BEGIN GIVEN ENTRIES

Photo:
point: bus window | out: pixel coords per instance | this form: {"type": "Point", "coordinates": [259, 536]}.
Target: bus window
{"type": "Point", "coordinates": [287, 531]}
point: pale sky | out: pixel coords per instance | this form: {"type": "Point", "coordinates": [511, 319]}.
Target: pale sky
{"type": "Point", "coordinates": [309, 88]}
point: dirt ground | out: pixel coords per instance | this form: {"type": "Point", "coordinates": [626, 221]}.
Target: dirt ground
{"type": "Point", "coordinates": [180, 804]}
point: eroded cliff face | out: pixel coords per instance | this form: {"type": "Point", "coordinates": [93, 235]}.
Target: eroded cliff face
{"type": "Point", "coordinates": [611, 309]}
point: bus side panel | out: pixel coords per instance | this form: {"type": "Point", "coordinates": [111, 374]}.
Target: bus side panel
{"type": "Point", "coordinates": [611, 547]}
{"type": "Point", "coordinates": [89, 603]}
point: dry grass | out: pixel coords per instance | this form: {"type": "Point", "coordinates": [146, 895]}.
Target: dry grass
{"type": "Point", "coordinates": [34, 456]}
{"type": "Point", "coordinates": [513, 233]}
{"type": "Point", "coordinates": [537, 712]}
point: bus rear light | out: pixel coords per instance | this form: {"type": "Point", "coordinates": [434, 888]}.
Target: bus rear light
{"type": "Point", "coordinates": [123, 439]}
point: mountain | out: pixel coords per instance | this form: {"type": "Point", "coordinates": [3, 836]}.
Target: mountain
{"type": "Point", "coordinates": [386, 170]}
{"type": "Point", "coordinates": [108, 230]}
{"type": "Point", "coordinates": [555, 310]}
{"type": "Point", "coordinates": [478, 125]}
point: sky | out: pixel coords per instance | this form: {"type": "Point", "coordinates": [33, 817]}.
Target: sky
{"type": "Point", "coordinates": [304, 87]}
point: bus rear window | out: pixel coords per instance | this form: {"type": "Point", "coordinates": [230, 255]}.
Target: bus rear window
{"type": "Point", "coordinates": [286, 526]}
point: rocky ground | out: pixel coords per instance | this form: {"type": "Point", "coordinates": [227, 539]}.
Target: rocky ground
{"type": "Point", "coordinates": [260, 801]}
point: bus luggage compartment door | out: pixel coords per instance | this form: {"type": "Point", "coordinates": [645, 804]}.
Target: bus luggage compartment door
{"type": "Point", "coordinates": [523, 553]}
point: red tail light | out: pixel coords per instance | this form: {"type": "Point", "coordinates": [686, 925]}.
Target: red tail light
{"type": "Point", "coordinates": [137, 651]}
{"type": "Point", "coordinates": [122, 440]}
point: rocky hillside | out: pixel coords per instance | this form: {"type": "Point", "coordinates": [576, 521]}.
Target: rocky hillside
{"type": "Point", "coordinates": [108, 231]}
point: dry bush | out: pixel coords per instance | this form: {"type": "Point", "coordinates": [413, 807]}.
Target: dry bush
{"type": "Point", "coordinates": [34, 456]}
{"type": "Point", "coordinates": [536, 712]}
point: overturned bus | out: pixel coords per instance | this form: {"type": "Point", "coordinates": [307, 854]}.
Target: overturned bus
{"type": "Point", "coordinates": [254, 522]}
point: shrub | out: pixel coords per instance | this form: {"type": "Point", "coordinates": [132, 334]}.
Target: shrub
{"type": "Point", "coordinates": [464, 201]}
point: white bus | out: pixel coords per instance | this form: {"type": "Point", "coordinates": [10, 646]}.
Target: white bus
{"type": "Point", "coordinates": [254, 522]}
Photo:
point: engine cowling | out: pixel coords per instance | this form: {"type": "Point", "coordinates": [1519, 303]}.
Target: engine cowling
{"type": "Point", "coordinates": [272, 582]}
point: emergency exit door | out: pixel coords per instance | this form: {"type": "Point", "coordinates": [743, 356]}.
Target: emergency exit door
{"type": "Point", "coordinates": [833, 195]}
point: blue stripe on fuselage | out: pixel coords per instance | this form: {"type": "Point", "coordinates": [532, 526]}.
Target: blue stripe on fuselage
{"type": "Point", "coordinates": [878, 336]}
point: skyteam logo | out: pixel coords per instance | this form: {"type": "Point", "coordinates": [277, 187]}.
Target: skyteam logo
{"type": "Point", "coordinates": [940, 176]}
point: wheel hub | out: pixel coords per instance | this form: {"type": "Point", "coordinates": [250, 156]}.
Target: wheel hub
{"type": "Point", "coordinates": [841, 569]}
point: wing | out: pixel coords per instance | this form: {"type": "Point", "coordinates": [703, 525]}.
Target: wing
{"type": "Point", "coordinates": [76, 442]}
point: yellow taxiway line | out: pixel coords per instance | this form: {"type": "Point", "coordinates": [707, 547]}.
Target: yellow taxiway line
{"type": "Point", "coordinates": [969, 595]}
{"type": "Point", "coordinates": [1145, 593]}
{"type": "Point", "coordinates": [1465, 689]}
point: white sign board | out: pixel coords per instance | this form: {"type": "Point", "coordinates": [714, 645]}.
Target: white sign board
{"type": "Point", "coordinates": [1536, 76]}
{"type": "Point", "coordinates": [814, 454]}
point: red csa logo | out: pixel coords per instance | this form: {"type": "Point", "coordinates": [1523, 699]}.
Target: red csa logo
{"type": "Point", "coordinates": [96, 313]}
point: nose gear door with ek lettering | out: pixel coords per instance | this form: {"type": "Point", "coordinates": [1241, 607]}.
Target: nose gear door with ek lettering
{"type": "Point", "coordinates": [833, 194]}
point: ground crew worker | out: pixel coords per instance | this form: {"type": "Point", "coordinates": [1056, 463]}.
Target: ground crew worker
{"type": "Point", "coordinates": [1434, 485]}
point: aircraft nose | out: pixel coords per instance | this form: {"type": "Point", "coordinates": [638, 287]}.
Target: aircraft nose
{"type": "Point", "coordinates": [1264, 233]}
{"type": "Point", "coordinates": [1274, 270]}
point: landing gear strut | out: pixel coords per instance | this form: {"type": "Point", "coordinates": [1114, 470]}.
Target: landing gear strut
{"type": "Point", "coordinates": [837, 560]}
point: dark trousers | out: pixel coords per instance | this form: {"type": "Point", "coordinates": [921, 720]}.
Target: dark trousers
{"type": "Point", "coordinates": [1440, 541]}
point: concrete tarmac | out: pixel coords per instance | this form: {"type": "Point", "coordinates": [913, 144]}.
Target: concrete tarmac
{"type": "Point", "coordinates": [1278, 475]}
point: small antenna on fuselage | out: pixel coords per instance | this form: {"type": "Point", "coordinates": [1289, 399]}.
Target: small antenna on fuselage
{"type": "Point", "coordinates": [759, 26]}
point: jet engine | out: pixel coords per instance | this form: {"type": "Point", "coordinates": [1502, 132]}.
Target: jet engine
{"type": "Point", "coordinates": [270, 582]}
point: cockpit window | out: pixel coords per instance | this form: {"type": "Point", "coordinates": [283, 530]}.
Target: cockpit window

END GIVEN ENTRIES

PROBLEM STATEMENT -
Copy all lines from the data that hold the word "cockpit".

ANSWER TO THE EXERCISE -
point: cockpit window | out: pixel coords per instance | this form: {"type": "Point", "coordinates": [283, 530]}.
Target: cockpit window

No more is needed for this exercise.